EXERCISE BRIEF
From the records below, copy out the lines unchanged, beginning at the line that contains "Would you please pick out the neighboring" and stopping after the line that contains "point(30, 268)". Copy only those lines.

RECORDS FOR PROCESSING
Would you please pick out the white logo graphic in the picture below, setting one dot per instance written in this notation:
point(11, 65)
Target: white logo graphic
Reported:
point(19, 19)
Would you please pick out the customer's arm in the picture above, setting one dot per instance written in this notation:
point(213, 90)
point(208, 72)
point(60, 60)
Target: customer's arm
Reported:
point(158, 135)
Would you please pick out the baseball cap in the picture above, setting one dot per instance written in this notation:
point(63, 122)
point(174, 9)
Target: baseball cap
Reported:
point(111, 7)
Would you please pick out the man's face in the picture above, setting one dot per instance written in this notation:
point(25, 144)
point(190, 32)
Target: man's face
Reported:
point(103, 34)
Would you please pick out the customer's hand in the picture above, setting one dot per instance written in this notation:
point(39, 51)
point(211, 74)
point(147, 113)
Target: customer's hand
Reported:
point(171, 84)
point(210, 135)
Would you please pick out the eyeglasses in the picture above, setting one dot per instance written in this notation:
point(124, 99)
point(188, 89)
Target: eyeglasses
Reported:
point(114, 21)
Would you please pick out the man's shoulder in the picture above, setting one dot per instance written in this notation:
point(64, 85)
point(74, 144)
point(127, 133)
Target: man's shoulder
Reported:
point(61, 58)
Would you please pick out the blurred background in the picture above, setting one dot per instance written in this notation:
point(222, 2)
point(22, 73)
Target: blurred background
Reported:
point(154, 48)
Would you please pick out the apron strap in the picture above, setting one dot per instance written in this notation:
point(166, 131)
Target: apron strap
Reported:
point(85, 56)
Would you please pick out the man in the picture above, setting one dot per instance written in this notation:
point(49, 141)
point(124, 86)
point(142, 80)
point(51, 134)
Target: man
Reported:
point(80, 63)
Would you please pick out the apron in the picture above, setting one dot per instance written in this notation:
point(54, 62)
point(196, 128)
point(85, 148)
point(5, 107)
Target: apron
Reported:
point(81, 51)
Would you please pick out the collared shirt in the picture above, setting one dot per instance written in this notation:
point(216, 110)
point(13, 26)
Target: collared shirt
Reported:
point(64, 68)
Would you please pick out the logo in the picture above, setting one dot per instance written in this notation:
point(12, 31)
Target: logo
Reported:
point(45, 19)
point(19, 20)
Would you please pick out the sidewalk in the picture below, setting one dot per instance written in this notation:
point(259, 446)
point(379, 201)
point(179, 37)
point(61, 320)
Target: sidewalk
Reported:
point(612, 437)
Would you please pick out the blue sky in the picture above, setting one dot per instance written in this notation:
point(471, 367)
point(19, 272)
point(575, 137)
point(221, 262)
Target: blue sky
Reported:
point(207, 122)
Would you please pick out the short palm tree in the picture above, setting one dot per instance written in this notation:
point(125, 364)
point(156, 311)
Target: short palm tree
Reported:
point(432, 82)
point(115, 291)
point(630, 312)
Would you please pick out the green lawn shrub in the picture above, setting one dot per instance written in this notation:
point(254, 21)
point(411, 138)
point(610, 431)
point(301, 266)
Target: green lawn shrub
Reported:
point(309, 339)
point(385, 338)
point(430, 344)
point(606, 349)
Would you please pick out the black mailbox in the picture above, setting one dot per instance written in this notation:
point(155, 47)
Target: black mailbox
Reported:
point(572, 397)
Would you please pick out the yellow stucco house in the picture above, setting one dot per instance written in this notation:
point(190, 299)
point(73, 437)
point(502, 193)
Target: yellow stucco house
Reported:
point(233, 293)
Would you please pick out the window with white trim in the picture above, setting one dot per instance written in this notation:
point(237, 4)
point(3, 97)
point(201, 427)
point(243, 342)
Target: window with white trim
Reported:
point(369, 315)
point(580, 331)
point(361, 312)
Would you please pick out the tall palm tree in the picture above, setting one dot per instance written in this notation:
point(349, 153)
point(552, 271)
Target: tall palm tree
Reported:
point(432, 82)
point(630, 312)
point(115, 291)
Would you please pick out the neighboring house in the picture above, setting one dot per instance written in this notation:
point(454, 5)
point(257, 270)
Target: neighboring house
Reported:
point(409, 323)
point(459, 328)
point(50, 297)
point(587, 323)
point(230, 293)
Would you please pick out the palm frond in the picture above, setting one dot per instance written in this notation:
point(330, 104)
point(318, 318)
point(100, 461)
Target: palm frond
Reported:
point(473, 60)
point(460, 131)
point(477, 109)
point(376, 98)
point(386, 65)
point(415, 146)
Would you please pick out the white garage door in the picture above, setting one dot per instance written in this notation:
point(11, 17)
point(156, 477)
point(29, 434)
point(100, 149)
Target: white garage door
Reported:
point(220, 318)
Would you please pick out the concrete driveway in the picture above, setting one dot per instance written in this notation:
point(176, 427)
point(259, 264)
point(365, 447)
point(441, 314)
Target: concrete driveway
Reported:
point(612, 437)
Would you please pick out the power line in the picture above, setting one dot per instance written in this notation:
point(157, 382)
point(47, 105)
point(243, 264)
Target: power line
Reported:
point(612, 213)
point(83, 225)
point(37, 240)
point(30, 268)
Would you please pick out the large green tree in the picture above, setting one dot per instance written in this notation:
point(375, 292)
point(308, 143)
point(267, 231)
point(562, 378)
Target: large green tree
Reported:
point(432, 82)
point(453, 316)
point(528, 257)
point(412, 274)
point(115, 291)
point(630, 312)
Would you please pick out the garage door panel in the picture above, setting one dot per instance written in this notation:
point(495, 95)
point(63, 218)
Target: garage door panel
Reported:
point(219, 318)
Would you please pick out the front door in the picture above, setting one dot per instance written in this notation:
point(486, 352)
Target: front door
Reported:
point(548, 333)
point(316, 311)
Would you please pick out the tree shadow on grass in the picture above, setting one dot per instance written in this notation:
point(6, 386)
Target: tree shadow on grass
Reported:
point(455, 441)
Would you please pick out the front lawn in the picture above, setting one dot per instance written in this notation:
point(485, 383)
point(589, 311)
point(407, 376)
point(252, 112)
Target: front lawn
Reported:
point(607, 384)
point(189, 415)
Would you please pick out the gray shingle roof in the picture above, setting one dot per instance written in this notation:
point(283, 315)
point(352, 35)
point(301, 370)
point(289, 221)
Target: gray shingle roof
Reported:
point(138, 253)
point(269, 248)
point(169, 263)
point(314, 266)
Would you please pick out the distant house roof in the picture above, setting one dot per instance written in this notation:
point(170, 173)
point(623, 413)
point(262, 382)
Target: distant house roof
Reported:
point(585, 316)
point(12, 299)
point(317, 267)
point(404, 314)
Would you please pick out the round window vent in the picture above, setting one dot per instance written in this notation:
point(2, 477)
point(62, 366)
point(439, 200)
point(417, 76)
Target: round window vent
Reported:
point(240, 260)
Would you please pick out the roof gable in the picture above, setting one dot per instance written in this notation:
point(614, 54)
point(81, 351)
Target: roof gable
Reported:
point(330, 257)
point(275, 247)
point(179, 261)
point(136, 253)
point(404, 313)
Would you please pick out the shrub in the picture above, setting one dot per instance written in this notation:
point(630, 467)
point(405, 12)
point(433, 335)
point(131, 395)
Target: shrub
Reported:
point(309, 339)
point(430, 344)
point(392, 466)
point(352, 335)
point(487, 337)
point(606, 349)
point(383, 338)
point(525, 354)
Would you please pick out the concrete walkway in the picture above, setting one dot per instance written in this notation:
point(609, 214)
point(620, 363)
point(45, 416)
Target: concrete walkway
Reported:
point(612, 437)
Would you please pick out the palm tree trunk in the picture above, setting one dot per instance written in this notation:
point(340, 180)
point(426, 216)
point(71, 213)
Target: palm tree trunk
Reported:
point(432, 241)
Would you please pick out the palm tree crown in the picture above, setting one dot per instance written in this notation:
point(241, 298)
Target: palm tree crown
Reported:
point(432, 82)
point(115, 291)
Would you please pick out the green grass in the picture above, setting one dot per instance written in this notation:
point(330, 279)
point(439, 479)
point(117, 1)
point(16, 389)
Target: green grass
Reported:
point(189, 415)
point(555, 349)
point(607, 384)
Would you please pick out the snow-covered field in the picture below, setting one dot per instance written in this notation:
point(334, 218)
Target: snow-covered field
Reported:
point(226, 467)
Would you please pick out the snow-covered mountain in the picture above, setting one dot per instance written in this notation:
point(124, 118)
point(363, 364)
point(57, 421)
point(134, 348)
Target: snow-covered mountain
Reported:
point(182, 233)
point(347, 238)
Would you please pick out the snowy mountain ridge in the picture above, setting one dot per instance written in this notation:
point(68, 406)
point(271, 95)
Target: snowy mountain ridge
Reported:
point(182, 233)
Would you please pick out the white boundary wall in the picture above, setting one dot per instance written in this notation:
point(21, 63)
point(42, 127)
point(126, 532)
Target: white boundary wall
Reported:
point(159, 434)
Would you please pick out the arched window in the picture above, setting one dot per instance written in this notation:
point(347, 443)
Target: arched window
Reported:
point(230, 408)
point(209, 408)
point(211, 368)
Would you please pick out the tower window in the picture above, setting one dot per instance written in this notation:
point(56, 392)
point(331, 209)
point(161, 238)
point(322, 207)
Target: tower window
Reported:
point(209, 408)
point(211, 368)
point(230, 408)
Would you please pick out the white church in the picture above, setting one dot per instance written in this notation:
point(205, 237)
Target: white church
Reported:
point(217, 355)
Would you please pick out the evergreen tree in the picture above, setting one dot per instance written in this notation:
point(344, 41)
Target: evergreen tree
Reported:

RESPONSE
Would you please pick out the neighboring house in the picture above, setting one dot per instance written in this notation:
point(454, 5)
point(257, 270)
Target: neighboring house
Reported:
point(409, 323)
point(459, 328)
point(50, 297)
point(587, 323)
point(230, 293)
Would you please pick out the palm frond in the picture above, setting one dot per instance written in this notation:
point(330, 104)
point(318, 318)
point(100, 461)
Target: palm frond
Reported:
point(473, 60)
point(460, 131)
point(477, 109)
point(376, 98)
point(386, 65)
point(415, 146)
Would you please pick out the white garage door in the picture above, setting one dot per instance written in this notation:
point(11, 17)
point(156, 477)
point(29, 434)
point(100, 149)
Target: white garage door
Reported:
point(220, 318)
Would you please pick out the concrete driveway in the picture above, setting one dot per instance written in this notation:
point(176, 427)
point(259, 264)
point(365, 447)
point(441, 314)
Target: concrete driveway
Reported:
point(612, 437)
Would you please pick out the power line in the picture above, setting one dot per instance written in this notation:
point(157, 382)
point(47, 105)
point(243, 264)
Target: power line
Reported:
point(612, 213)
point(83, 225)
point(37, 240)
point(30, 268)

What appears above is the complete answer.